-- BEGIN Provided records --

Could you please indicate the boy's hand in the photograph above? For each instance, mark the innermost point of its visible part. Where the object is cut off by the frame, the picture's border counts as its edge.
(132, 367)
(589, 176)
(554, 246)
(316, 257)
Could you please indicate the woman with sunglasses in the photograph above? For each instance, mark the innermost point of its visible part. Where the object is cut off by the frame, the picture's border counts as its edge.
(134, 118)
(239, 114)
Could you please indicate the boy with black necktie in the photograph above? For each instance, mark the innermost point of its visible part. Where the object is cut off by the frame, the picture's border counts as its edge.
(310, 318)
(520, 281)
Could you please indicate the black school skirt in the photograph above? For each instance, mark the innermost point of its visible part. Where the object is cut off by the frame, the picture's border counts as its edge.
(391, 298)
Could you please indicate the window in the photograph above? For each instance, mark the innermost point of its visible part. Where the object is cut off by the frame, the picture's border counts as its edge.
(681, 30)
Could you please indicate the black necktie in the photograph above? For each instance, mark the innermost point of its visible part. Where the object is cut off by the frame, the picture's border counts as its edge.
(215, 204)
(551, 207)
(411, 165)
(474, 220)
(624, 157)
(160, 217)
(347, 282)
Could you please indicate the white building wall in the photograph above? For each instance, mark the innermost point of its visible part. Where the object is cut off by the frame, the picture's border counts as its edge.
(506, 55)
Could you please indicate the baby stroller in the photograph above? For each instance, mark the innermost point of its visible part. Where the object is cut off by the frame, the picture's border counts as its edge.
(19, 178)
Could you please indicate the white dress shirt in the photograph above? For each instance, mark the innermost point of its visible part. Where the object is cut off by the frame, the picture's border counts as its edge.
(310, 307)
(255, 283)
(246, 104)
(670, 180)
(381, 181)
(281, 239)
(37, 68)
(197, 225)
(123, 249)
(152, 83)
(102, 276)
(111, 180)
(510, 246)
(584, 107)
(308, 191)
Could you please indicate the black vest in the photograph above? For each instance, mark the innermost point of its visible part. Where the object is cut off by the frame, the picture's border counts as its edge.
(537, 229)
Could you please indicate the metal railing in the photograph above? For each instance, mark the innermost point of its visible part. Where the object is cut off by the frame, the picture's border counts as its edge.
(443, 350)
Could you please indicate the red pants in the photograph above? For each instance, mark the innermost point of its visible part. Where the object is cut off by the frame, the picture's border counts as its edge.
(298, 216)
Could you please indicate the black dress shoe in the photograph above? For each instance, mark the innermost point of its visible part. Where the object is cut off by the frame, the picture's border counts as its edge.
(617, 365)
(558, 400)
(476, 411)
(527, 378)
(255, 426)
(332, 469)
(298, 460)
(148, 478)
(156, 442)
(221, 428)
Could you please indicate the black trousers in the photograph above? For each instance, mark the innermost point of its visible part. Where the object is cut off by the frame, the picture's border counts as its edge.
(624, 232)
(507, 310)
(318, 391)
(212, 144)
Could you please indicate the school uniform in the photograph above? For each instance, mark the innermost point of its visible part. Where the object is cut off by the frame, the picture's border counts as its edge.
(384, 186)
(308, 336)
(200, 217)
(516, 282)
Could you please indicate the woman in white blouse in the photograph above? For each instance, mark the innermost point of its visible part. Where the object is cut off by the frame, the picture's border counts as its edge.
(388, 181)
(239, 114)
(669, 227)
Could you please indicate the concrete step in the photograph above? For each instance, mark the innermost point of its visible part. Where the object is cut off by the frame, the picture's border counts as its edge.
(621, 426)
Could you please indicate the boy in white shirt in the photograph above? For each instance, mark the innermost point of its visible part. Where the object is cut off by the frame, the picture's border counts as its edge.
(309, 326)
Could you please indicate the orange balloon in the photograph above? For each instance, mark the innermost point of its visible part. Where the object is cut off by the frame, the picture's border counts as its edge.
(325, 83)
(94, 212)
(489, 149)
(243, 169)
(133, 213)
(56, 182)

-- END Provided records --

* [Goal]
Turn all of the material above into a two-column CSV with the headers text and points. Each row should hold one passage of wording and the coordinates that follow it, both as quoted fields with line breaks replaced by spaces.

* [Task output]
text,points
"Could you please indicate the boy's hand in the photograph above? For each instance, mark the innermost point of its visible part. Where the object is cut off by the frame, the picture's border counts as its edge.","(132, 367) (589, 176) (554, 246) (316, 257)"
"Could you please indicate the woman with sunglasses in the photograph above? For each instance, mark the innermost point of its visible part. Where the object is cut off by the frame, the picture's border counts as its edge.","(134, 118) (239, 114)"
"Could you please indicate the boy with black necktie in the photograph above? For each instance, mark the innermost point of its visible part. Where the object is cut off by the frame, the picture's border counts as its edge.","(310, 318) (520, 281)"
"Could you please indicate the black school skirt in the photograph above? For each instance, mark the innermost point of its visible part. Where the object is cut off by the frame, the picture's border counts as its edge.","(391, 298)"
"Could you please indicate the window in the photograph above? For each instance, mark the innermost point of its visible part. Where the object is cut off by the frame, the picture's border counts as its edge.","(681, 30)"
"Could you please indicate the black necktie in the photograph above? For each instance, mark the innermost point of its visible part. Where the object is cut off by the frame, the picture's border counts as its edge.","(215, 204) (551, 207) (411, 165) (474, 220) (624, 157) (160, 217) (347, 282)"
"Could you please indicate the white building wall in the photograph above? For each instance, mark the innermost point of its visible part. Where the object is cut off by the frame, the picture's border counts as its edge.","(506, 55)"
"Could you please indicate the baby stroller in the photograph above? For each instance, mark the innermost point of its visible part. Where the object is cut off by the frame, the picture's border counts as its edge.","(19, 178)"
"Could you please indicate the white dress shirt in the photograph above? For each instance, mark the innermost point of its visible part. Where the object is cut off by the frame, the picture's border counts as its edge.","(310, 307) (255, 283) (246, 104) (670, 180) (381, 181) (281, 239) (37, 68) (197, 225) (123, 249) (152, 83) (102, 276) (111, 180) (510, 246) (584, 107) (308, 191)"
"Could you please indicate the black vest in the photograph above? For each instance, mark the innermost point of its visible part. Where the object is cut off by the frame, the picture's border counts as its edge.","(537, 229)"
"Could you please indicate the metal railing in the photograph above? For each instance, mark the innermost point of its visible part. Where the object is cut off by the frame, the picture's border counts as its edge.","(443, 350)"
"Could you please indicate the red pants in the photograph above? For each instance, mark the innermost point of its visible part. Where the object is cut off by the frame, the picture's border counts as its edge.","(298, 216)"
"Could you please indicate the black dress shoe in the photograph above? For each instance, mark the innermost point of its visible part. Where the object is cut off by the frame, the picture's border counts as its edge.","(617, 365) (558, 400) (476, 411) (527, 378) (255, 426) (332, 469) (298, 460) (148, 478) (156, 442) (221, 428)"
"Could you please indicate the black trousers in the photograph above? For each instance, mark the innermost point of its visible part. Where the object is cut off by the frame, the picture's border counts as its edge.","(624, 232) (507, 310) (318, 391) (212, 144)"
"Could you please indicate the school uniform in the photograph above? For each instance, mark the innermost point of its visible part. Where the object is cut off by the frame, the picture's border counts as its edge.","(384, 186) (308, 336) (200, 217) (516, 282)"
"Could you please indicate the woman in white blouse in the photograph above? For each instance, mark the innermost point of its visible part. Where the object is cut off by the frame, the picture's border counts as its edge.","(388, 181) (239, 114) (669, 227)"
"Could you please indicate the concrete step in the photograph above? For each instance, mark the innermost point of its visible part. Where the object is cut off by the frame, the picture's border counts as its edge.","(621, 426)"
"Could you please indicate the boy in white shirt in the photograph above? For each instance, mark the innermost point of its visible part. Where the object is cut off by the frame, the picture's border counts as its edge.","(309, 326)"
"Could you please indicate the orange balloon in the photograph above? For each instance, mark the innermost point of its visible part. Where the object is cut off by the frame, the picture's border counts as its edge.","(325, 83) (94, 212) (489, 149) (243, 169) (133, 213) (56, 182)"